Apareceu então no vão entreaberto um rosto comprido e assustado. E ficamos ambos em silêncio um diante do outro, na porta agora escancadara. Era André. O marido de Eunice. O primeiro marido. Nesse momento, apesar de toda a intensidade que trazia, o meu ciúme desmoronou-se como um castelo de cartas. Era André. (...) Na porta, André chegou-se mais perto de mim. Estava lívido, tremia, mas conseguiu falar:

--Tome conta de Eunice. Enquanto somos só nós dois, não tem muita importância. (CORÇÃO, Gustavo, 197: p.132)



A questão do adultério, tema que tortura Bentinho por todo o Dom Casmurro, e que até hoje suscita polêmicas, aparece como um problema moral superado, o que é curioso no livro de um romancista católico, e que era hostil às decisões do Concílio Vaticano II.

A devoção de José Maria às rosas, que identifica com mulheres, o faz observar, na festa em homenagem a um general e ministro em que comparece, que a relação de adoração e fruição estética que ele mantêm com as belas flores não está ao alcance do general-ministro:



O que ele vê nesse jogo de espelhos, rosas aqui, fornecedores acolá, é a sua própria importância, a sua própria face, a grande, a única realidade, em torno da qual o mundo inteiro é uma enorme moldura. (CORÇÃO, 1973: p. 97)

=====

#### [Instruções da tarefa]
Escreva a continuação do texto sobre o romance de Gustavo Corção, começando logo depois da última frase. Os dados a seguir não têm relação nenhuma com o texto.

=====

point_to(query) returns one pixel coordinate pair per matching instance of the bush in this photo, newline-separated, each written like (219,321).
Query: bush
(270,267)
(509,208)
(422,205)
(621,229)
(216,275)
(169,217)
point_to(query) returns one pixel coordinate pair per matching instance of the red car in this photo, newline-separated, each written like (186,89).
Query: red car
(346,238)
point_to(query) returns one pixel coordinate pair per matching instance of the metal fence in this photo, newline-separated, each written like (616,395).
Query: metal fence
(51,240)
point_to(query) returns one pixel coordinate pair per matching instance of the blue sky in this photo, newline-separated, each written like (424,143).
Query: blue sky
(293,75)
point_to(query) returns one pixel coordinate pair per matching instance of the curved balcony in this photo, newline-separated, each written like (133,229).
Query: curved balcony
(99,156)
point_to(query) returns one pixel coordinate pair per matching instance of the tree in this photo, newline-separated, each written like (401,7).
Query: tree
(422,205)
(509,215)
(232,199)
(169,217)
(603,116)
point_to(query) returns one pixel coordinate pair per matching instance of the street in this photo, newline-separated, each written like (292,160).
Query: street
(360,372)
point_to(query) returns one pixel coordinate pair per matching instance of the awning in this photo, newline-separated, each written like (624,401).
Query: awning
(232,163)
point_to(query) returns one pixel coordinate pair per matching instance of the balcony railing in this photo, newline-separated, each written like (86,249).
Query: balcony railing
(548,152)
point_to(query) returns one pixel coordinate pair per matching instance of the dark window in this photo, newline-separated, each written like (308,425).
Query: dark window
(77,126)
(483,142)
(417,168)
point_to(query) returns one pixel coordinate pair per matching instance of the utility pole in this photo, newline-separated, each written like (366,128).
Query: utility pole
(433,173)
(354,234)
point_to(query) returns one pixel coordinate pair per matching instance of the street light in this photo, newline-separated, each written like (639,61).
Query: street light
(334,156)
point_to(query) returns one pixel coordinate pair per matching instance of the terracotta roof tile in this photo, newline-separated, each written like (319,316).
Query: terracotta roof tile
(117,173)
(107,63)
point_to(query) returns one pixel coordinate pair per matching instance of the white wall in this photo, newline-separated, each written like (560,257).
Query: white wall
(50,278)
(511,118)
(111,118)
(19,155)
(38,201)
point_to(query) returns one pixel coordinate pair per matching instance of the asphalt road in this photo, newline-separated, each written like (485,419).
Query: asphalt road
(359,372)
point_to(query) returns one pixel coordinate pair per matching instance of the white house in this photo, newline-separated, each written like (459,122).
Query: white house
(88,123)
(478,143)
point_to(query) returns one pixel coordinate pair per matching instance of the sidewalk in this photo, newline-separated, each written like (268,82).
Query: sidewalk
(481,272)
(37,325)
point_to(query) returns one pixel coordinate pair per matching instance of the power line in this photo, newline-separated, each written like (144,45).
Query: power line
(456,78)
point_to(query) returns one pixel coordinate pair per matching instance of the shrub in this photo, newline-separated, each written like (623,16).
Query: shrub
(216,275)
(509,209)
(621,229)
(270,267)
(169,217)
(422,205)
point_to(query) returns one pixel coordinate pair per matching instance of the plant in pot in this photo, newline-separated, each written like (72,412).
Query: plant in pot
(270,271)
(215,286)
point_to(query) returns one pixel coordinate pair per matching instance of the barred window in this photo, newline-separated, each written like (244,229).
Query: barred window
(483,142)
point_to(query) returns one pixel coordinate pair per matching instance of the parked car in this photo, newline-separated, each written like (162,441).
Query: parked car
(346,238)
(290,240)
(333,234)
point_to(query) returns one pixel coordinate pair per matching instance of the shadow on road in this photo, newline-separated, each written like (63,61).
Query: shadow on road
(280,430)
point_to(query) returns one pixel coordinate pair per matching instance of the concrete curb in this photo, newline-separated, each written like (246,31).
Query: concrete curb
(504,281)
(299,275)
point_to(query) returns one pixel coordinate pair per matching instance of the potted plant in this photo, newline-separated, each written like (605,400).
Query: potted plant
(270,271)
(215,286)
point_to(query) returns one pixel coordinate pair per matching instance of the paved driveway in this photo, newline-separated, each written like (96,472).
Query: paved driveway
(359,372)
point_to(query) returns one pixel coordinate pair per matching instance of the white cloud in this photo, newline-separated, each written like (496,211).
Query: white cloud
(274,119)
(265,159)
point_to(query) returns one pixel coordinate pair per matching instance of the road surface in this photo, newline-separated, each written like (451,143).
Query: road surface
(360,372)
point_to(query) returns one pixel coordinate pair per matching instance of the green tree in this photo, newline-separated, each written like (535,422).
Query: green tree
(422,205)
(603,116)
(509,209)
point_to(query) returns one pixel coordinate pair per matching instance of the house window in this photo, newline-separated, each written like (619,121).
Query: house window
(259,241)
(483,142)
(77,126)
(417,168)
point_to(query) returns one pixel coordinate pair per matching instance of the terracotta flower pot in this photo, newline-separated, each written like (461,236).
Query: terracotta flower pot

=====

#### [Área de resposta]
Mais adiante, o esteta teoriza sobre o coletivismo, mal que assola o mundo. Neste sentido, ele lembra Huysmans e Oscar Wilde, que, estetas e aristocratas, se entregavam ao hedonismo e acreditavam na máxima de Villiers de Isle-Adam: “Viver? Nossos criados farão isso por nós.” Mas, no livro Lições de Abismo, essa repulsa à vulgaridade é envolta em implicações místico-religiosas. É a doença que impulsiona a reflexão de José Maria. Como em Wilde e Huysmans, aqui há a repulsa pela ascensão das massas no século XX, equacionada pelo personagem José Maria com degradação moral e demagogia vulgar, deixando transparecer uma característica do pensamento conservador. Remete também a Viagem ao Centro da Terra, de Júlio Verne:



Na Viagem ao Centro da Terra de Júlio Verne eu vejo um grande simbolismo: a cozinheira e a jovem Gräuben ficam para trás, são por assim dizer abandonadas – ao contrário do que acontece nas aventuras do correio do Tzar, em que Marfa e Nadja acompanham o herói – para que se acentue nitidamente o caráter masculino da curiosidade penetrante e vertical. (CORÇÃO, Gustavo. 1973: p.185)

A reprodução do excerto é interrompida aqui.